Rows from a pointing dataset:
<<<<

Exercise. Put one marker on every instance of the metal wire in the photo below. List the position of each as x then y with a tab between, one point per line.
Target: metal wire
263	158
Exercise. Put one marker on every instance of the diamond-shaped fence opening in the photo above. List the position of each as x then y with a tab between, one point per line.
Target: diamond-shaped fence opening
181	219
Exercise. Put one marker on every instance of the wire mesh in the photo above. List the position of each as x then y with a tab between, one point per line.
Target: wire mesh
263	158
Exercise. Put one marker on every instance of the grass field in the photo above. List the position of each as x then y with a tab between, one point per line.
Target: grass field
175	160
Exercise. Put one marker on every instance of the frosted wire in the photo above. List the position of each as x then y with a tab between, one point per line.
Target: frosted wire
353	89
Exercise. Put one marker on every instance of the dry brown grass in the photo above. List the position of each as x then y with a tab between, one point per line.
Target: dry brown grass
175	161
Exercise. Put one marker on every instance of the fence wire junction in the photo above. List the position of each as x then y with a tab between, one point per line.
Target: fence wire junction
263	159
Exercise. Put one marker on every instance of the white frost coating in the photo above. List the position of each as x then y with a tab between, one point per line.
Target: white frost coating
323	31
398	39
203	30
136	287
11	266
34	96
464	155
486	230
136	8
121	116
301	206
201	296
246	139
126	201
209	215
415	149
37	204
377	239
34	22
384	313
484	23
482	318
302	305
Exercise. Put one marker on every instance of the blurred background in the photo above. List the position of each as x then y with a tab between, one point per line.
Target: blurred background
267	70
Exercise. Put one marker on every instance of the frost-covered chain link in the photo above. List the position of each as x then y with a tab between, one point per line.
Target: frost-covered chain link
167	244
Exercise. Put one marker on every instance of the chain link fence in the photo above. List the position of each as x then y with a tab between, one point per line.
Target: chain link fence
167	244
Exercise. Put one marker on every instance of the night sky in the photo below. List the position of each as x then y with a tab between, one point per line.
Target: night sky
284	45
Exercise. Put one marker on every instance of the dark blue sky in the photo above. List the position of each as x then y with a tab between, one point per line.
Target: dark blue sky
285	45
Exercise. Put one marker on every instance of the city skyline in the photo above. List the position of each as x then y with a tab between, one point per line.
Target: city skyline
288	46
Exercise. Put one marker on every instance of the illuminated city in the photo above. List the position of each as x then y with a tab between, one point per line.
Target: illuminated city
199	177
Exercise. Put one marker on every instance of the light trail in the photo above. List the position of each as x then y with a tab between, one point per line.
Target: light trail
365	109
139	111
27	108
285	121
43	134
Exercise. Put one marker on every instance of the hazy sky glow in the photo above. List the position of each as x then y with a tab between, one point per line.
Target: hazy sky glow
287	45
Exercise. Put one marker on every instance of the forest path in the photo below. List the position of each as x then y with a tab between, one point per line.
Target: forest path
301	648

>>>>

EXERCISE OBJECTIVE:
Can you quote all of the records above word for word, line by line?

RESPONSE FOR THIS EXERCISE:
Exercise. Put one marker on every instance of the metal wire in the photo below. List the position of each as x then y with a tab between, one point per line.
Target: metal wire
263	158
Exercise. Put one marker on every instance of the diamond-shaped fence opening in the photo above. List the position of each as x then y with a tab between, one point per line.
Target: diamond-shaped fence opening
181	219
Exercise. Put one marker on every instance of the wire mesh in the photo above. List the position of each as x then y with a tab between, one point per line.
Target: wire mesh
263	158
Exercise. Put one marker on every instance of the grass field in the photo above. List the position of each as x then y with a tab between, one point per line.
Target: grass field
175	160
Exercise. Put one marker on every instance of the frosted wire in the photo above. List the position of each as x then y with a tab between, one point per line.
Target: frosted wire
353	89
Exercise. Put one marker on every instance of the dry brown grass in the photo above. List the position of each as x then y with a tab between, one point per line.
Target: dry brown grass
175	161
Exercise. Put one marker on every instance of the fence wire junction in the photo above. List the position of each as x then y with a tab between, one point per line.
Target: fence wire junction
263	159
Exercise. Put one marker on every instance of the white frost coating in the photo above. List the position of each as x then y with a tab between, one point per line.
Target: white frost coating
323	31
398	39
203	30
136	287
11	266
34	96
464	155
486	230
136	8
121	116
301	206
201	296
246	139
126	201
209	215
415	149
37	204
377	239
34	22
384	313
484	23
482	318
302	305
Exercise. Put one marker on every instance of the blurred background in the photo above. List the position of each as x then y with a tab between, one point per line.
Target: blurred background
267	70
Exercise. Put one marker on every instance of the frost-covered chain link in the photo above. List the position of each as x then y with a tab between, one point per line.
Target: frost-covered chain link
167	244
Exercise. Put one marker on every instance of the chain link fence in the photo above. List the position of each as x then y with a tab between, one point per line.
Target: chain link fence
167	244
Exercise. Put one marker on every instance of the night sky in the photo below. List the position of each as x then y with a tab between, one point per line.
Target: night sky
284	45
Exercise. Put one marker on every instance of the dark blue sky in the photo above. List the position of each as x then y with a tab between, one point per line.
Target: dark blue sky
285	45
Exercise. Put one marker on every instance of the city skyline in the photo above. List the position of each as x then y with a tab between, one point per line.
Target: city skyline
288	46
Exercise. Put one marker on every instance of the illuminated city in the photo above. List the position of each as x then y with a tab between, one point per line.
Target: illuminated city
199	177
Exercise. Put one marker on every instance of the light trail in the photo above. List the position of each as x then y with a tab between, one point per line.
Target: light trail
365	109
139	111
27	108
285	121
43	134
Exercise. Put one marker on every instance of the hazy sky glow in the photo above. List the position of each as x then y with a tab between, one point per line.
Target: hazy sky glow
287	45
Exercise. Put one marker on every instance of the forest path in the photo below. List the position of each as x then y with a tab between, one point per line.
Target: forest path
301	648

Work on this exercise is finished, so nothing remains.